§ **Exercise aim**: Identify the line in which "# point at: orange" appears, then reproduce that line and all remaining lines of the records word for word.

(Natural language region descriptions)
________________________

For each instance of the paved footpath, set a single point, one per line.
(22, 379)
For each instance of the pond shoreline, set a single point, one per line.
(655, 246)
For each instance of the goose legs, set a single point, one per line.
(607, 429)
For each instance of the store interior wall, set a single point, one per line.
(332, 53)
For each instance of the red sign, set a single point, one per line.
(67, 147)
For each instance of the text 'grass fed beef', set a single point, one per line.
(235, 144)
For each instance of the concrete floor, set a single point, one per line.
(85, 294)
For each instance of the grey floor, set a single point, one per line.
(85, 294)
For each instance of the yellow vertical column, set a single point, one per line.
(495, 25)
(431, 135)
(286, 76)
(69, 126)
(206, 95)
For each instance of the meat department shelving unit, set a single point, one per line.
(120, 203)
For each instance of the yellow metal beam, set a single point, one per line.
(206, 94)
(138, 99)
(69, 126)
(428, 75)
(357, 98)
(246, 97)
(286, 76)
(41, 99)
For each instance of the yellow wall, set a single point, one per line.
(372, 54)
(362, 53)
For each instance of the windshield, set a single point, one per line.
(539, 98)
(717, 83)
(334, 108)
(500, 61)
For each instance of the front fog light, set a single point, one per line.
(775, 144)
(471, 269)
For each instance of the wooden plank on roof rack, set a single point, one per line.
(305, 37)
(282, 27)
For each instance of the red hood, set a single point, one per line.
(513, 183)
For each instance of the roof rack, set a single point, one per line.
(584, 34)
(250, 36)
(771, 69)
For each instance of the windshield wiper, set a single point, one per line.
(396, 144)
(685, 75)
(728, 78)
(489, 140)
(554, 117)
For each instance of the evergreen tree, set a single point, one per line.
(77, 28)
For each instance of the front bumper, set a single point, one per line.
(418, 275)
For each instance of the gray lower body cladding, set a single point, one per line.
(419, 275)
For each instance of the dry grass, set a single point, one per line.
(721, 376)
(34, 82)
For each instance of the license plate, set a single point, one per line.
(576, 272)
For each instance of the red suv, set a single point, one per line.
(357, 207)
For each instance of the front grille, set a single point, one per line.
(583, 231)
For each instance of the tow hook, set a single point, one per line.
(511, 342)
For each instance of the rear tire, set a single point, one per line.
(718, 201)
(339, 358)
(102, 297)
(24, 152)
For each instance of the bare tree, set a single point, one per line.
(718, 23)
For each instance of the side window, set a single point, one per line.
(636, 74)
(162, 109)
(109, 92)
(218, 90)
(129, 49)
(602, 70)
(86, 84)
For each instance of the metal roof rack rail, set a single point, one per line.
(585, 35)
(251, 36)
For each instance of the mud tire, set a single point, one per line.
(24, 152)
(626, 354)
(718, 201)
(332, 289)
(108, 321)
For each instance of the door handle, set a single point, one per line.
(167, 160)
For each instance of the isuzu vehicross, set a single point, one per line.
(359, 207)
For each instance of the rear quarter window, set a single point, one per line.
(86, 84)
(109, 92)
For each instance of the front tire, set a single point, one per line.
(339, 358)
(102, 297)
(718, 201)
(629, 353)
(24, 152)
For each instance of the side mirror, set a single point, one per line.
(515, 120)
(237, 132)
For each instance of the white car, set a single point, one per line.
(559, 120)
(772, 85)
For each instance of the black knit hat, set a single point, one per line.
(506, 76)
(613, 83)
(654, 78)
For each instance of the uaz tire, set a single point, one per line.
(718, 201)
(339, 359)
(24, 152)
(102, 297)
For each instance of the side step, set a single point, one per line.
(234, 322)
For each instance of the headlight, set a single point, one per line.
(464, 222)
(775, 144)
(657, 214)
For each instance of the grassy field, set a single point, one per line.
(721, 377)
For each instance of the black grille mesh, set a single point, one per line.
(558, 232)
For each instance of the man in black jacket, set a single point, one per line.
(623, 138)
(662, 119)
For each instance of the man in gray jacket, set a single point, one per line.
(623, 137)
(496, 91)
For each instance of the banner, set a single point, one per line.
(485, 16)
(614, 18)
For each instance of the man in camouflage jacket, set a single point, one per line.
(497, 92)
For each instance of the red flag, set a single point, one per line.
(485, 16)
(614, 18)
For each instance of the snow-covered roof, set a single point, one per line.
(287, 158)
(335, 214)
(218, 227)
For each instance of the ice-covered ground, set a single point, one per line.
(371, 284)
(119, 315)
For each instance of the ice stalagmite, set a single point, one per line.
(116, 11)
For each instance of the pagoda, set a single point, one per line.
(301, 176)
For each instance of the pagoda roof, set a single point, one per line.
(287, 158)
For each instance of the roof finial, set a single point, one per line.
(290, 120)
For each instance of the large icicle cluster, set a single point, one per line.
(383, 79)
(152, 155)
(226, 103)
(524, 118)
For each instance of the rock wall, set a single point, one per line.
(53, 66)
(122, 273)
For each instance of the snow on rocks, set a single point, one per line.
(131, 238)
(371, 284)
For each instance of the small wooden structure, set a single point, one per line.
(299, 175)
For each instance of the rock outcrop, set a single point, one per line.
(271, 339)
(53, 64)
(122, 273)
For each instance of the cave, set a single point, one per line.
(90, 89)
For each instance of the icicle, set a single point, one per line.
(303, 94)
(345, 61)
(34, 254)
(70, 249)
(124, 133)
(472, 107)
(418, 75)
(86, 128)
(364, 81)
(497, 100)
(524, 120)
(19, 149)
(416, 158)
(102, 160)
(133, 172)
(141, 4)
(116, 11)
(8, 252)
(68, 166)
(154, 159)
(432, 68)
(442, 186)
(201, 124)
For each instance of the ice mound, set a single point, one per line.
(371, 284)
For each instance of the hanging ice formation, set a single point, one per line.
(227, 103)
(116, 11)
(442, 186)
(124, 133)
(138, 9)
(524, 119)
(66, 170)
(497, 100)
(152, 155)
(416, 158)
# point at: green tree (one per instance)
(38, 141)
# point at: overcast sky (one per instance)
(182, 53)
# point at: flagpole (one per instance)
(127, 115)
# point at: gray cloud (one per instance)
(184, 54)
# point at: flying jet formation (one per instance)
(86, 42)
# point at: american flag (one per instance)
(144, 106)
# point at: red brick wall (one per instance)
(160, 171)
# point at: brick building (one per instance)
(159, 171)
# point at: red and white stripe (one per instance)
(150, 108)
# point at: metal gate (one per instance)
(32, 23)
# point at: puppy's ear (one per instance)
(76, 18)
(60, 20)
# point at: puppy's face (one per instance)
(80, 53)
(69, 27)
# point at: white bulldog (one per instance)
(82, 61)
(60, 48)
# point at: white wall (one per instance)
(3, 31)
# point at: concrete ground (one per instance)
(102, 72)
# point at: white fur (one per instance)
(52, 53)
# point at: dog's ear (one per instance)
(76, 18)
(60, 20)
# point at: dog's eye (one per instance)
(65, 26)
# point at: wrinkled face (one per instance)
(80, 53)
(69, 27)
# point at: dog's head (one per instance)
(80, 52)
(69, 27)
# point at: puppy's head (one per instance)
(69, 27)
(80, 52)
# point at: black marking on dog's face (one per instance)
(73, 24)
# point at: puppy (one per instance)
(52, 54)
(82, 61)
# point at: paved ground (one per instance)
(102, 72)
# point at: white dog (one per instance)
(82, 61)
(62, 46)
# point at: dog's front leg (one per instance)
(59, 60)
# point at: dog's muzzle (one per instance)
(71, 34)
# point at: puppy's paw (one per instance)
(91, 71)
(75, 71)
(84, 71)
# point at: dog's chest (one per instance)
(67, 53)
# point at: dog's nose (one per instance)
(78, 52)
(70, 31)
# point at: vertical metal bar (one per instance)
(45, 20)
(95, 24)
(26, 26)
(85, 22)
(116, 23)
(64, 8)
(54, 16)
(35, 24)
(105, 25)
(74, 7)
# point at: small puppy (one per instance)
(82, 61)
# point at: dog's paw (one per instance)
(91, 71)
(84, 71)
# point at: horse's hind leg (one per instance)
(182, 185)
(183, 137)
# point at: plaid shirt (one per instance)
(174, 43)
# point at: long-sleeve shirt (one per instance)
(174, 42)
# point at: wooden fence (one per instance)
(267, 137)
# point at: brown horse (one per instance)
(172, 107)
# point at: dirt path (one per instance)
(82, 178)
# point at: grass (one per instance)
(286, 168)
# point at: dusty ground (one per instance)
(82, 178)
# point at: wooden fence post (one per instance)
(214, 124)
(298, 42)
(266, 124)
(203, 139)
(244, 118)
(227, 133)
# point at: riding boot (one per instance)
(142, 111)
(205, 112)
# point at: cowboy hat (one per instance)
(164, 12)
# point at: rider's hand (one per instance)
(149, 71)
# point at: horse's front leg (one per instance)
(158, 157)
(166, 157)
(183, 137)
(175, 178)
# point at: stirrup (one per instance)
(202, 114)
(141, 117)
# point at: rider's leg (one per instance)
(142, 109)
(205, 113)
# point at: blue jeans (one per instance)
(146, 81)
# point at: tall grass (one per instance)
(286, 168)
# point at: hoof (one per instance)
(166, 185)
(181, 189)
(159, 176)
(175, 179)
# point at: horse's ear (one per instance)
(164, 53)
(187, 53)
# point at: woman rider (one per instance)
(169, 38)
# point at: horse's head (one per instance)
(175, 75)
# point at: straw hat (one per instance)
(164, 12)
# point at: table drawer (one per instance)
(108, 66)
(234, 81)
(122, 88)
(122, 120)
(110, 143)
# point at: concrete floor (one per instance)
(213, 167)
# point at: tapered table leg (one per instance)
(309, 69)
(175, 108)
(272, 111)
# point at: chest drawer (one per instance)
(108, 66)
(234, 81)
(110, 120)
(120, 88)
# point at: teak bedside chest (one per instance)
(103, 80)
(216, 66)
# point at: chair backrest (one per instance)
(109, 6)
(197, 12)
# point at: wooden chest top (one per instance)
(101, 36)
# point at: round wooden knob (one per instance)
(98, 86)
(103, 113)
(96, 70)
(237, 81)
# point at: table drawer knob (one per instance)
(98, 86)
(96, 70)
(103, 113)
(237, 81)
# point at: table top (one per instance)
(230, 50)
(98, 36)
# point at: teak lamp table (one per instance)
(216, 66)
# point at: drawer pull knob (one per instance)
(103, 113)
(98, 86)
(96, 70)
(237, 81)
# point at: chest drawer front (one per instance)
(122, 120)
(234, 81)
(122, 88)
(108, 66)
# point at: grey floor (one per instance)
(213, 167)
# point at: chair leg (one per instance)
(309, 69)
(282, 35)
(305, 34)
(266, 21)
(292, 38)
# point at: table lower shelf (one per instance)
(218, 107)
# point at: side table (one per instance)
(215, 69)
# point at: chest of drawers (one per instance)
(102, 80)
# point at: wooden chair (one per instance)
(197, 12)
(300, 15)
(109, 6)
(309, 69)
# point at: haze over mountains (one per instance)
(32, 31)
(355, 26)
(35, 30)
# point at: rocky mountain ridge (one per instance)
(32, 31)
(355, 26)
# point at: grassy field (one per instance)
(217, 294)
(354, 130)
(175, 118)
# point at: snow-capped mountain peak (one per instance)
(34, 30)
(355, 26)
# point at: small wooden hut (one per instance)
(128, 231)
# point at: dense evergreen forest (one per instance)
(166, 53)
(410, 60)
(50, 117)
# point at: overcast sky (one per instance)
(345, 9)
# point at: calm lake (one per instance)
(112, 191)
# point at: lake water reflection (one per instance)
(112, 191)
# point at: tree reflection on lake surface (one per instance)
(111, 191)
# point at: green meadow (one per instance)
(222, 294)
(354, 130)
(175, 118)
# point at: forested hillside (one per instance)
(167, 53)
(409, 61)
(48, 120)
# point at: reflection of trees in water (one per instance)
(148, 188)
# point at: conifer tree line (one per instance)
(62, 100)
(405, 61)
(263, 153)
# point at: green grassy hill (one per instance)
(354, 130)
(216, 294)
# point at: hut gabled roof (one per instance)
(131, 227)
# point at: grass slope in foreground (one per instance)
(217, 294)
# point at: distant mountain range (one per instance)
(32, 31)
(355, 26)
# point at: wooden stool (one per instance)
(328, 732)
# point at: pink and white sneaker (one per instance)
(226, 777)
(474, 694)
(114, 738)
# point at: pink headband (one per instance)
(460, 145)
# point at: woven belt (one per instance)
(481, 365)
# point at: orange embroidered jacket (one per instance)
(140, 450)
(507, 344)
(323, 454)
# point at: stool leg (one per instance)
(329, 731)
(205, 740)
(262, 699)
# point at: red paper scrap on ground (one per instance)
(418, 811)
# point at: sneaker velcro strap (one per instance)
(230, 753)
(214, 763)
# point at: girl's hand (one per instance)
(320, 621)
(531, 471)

________________________

§ **Solution for this exercise**:
# point at: orange embroidered jacket (one per instance)
(140, 450)
(507, 344)
(323, 454)
# point at: stool leg (one per instance)
(329, 731)
(205, 740)
(262, 699)
# point at: red paper scrap on ground (one per instance)
(418, 811)
# point at: sneaker velcro strap (one per instance)
(230, 753)
(214, 763)
# point at: girl's hand (one per instance)
(320, 621)
(531, 471)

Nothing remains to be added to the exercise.